● **Фрагмент текста**:
● ● ● ● ●

И если Платона Климова с огромным трудом уговорили согласиться, то Эвенштейн, командовавший в Сталинграде пулеметным взводом, ответил генералу - « Я звания сам себе не присваивал, мне его дали на фронте!
Прошу снова отправить меня на передовую».
Иванов только улыбнулся и пожал плечами, мол, действуй, как считаешь нужным.
Эвенштейну вернули его справку о выписке из госпиталя, единственный документ в котором было официально указано его лейтенантское звание. Эвенштейн сам добрался до Степного фронта, прибыл в отдел кадров и попросился на передовую, в разведку.
Зиновий Эвенштейн стал командиром разведвзвода, а после и роты, участвовал в 34 разведпоисках, имел на личном счету 22 захваченных «языка».
В конце 1944 года гвардии лейтенант Эвенштейн вернулся на учебу в ВММА с четырьмя орденами на груди и несколькими нашивками за ранения.
Он молча зашел в кабинет начальника ВММА и положил ему на стол свою боевую офицерскую характеристику, в которой был номер приказа от 10/1942 о присвоении первичного офицерского звания,описание боевых заслуг разведчика, и отдельно шла запись о том, что лейтенант Эвенштейн дважды представлялся к званию Героя Советского Союза.
И как отреагировал на этот документ начальник академии мы так и не узнали…
Г.К. - Сколько времени Вы пробыли в госпитале после ранения на Невской Дубровке?
К.А.Н. - Из эвакогоспиталя НОГ меня вывезли в хирургическую клинику ВММА, а оттуда, по «Дороге жизни», я был переправлен на «Большую Землю».
Оказался в Кирове, в Центральном военно-морском госпитале.
В этот город вскоре прибыла и моя ВММА, эвакуированная из Ленинграда.
Поскольку у меня в сопроводительных бумагах было записано - « звание и должность - командир роты 4 -ой От.Бр. МП», то меня, по ошибке, поместили в палату для комсостава.
Палата на четверых. Рядом со мной лежали на койках - мичман с торпедных катеров КБФ с переломами обеих ног, подорвавшийся вместе со своим катером на морской мине. Вторым был капитан артиллерист, командир береговой батареи с полуострова Ханко, с ранением в бедро.
А третьим товарищем по палате оказался старший лейтенант, летчик- истребитель Захар Сорокин, воевавший до ранения в истребительном полку на Северном флоте. Сорокин уже считался воздушным асом и имел на счету восемь сбитых немецких самолетов. Поздней осенью 1941 года Сорокин был сбит в воздушном бою над Баренцевым морем, успел сбить в своем последнем бою один немецкий бомбардировщик и таранить истребитель противника. Когда Сорокин сел на вынужденную посадку, то рядом с ним приземлился подбитый им бомбардировщик, из которого вылезли два немецких летчика.
Сорокин одного из них застрелил из ТТ, а второго, набросившегося на него с финским ножом, он одолел в рукопашной схватке и зарезал…
Потом Сорокин долго шел к линии фронта. Провалился в полынью, обморозил ноги и дальше смог только ползти. Ему удалось доползти до поста СНИС СФ.
Он потерял сознание в ста метрах от поста.
Моряки подобрали его и на собачьей упряжке доставили в тыл.

● ● ● ● ●

● **Исходные данные**:

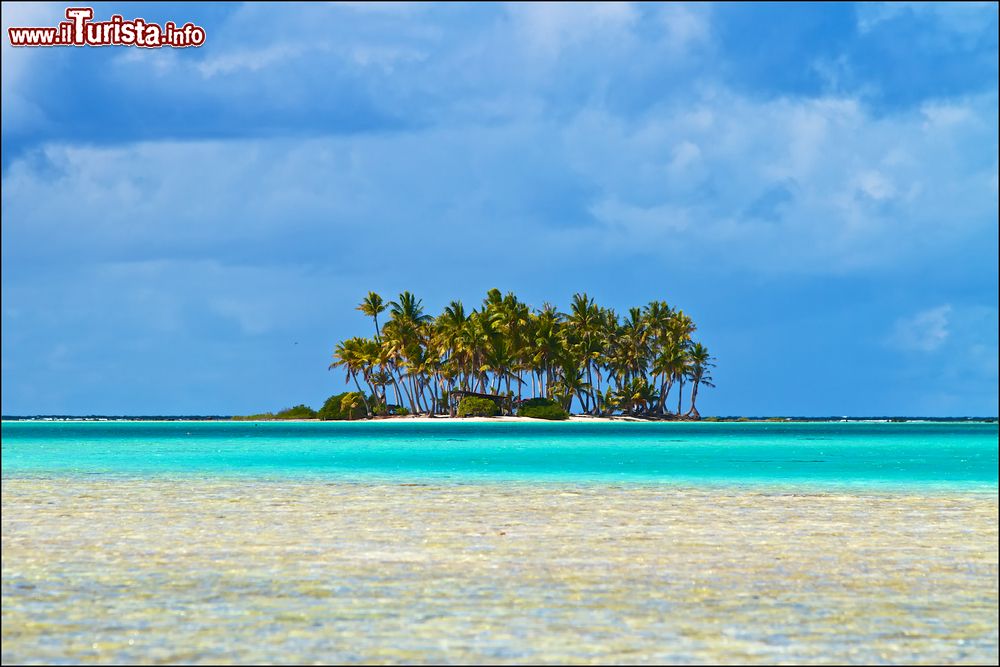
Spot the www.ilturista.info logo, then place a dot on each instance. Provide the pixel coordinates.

● ● ● ● ●

● **Набор заданий**:
1) Назовите всех, кто лежал в палате на четверых вместе с рассказчиком, как они описаны во фрагменте текста.
2) Перепишите из фрагмента текста без изменений отрывок от слов «Палата на четверых.» до слов «два немецких летчика.» включительно.
Для ответов пользуйтесь только фрагментом текста.

● **Результаты по заданиям**:
1)
Мичман с торпедных катеров КБФ с переломами обеих ног, подорвавшийся вместе со своим катером на морской мине.
Капитан-артиллерист, командир береговой батареи с полуострова Ханко, с ранением в бедро.
Старший лейтенант, летчик-истребитель Захар Сорокин, воевавший до ранения в истребительном полку на Северном флоте.

2)
Палата на четверых. Рядом со мной лежали на койках - мичман с торпедных катеров КБФ с переломами обеих ног, подорвавшийся вместе со своим катером на морской мине. Вторым был капитан артиллерист, командир береговой батареи с полуострова Ханко, с ранением в бедро.
А третьим товарищем по палате оказался старший лейтенант, летчик- истребитель Захар Сорокин, воевавший до ранения в истребительном полку на Северном флоте. Сорокин уже считался воздушным асом и имел на счету восемь сбитых немецких самолетов. Поздней осенью 1941 года Сорокин был сбит в воздушном бою над Баренцевым морем, успел сбить в своем последнем бою один немецкий бомбардировщик и таранить истребитель противника. Когда Сорокин сел на вынужденную посадку, то рядом с ним приземлился подбитый им бомбардировщик, из которого вылезли два немецких летчика.